◆ RECORDS TO PROCESS:
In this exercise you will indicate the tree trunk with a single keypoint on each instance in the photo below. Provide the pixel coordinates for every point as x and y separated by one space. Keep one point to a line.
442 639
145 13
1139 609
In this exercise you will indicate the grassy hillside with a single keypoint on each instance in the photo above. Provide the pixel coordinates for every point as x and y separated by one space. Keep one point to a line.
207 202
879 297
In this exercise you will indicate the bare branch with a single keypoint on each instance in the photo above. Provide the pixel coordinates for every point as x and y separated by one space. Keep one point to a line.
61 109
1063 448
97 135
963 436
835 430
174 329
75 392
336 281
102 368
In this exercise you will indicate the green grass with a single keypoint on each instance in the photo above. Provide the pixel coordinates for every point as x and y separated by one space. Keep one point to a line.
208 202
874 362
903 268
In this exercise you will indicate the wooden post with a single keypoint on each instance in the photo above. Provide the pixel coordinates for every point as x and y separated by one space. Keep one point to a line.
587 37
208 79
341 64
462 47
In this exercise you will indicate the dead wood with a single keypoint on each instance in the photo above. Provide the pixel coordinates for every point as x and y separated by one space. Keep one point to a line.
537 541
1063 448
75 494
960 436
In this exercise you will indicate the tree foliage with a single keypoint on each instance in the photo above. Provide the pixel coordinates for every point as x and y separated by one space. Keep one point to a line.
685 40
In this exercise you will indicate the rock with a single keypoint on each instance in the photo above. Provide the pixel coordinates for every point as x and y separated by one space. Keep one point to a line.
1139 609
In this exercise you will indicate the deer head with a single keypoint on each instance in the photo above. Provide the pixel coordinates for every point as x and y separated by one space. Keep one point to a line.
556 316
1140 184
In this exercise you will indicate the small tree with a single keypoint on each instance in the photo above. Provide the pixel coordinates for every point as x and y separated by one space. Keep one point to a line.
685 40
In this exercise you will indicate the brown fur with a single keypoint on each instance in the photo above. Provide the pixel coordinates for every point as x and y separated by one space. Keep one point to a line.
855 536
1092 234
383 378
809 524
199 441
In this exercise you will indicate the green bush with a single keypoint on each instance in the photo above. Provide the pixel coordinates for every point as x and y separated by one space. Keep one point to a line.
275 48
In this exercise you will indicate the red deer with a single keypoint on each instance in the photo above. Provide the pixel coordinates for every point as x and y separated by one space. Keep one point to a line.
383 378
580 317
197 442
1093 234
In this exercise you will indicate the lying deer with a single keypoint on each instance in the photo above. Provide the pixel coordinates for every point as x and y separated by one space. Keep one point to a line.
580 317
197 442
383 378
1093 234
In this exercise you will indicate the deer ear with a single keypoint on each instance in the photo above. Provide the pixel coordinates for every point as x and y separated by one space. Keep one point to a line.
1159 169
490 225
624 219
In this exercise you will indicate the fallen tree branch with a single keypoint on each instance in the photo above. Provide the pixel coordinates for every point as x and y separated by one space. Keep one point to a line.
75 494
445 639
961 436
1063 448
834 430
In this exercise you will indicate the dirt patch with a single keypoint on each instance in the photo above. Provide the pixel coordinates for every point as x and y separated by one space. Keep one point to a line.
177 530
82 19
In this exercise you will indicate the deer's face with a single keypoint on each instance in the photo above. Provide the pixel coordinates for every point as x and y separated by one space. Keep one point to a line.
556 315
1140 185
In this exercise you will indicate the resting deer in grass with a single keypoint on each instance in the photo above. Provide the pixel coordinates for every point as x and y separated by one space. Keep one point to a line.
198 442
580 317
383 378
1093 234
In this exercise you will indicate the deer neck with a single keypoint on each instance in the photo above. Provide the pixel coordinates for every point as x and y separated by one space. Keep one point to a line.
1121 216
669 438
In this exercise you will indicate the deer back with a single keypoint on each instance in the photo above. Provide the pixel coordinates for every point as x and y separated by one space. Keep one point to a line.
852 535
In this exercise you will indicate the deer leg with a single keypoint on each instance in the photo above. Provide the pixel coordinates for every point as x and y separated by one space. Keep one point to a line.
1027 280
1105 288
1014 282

◆ WRITTEN EXERCISE: Please scale the items from the line containing "In this exercise you will indicate the deer back" through the end of the items, writing out every line in that span, text lines included. Multiply each x and y point coordinate by 0.25 and round to whole numbers, with halves rounding up.

◆ PROBLEM SOLUTION:
In this exercise you will indicate the deer back with a single keypoint on each instance in the photo above. Provide the pixel coordinates for every point as x and y separated by one space. Keep one point to a line.
213 134
In this exercise you will indicate the deer leg with a single keypoint on each instance in the photo above. Provide the pixel coordinates for every point as x and y separated by one space. Keep one point to a line.
257 70
276 72
254 71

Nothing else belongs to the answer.